Exercise directions
Retype everything in the records from the line containing "target: forest" down to the line containing "Return the outline of every instance of the forest", with both of those lines included and without changing anything.

Task input
● ● ●
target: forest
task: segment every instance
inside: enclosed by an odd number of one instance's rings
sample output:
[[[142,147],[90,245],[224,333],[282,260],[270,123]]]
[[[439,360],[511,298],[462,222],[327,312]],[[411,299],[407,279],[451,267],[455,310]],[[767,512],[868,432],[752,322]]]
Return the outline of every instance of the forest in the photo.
● ● ●
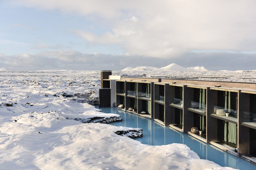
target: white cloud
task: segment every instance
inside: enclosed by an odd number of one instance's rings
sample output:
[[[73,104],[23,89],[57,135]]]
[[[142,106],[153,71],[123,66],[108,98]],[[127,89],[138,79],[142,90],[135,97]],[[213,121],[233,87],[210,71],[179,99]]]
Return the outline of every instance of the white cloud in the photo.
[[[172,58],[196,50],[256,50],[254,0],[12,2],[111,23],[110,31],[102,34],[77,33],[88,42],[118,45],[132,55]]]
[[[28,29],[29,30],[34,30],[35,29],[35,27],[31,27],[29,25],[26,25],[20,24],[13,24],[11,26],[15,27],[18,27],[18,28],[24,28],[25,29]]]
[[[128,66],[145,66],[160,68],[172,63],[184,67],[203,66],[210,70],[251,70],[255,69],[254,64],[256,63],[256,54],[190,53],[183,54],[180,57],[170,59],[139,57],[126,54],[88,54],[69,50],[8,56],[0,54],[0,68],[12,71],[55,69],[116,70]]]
● ● ●
Solution to this problem
target: forest
task: segment every instance
inside: enclosed by an odd number of one instance's rings
sample output:
[[[142,147],[90,245],[224,333],[282,260],[270,123]]]
[[[439,360],[511,298],[462,222],[327,312]],[[411,299],[407,279],[451,267],[455,310]],[[767,512],[868,432],[752,322]]]
Return the outline of every instance of the forest in the photo.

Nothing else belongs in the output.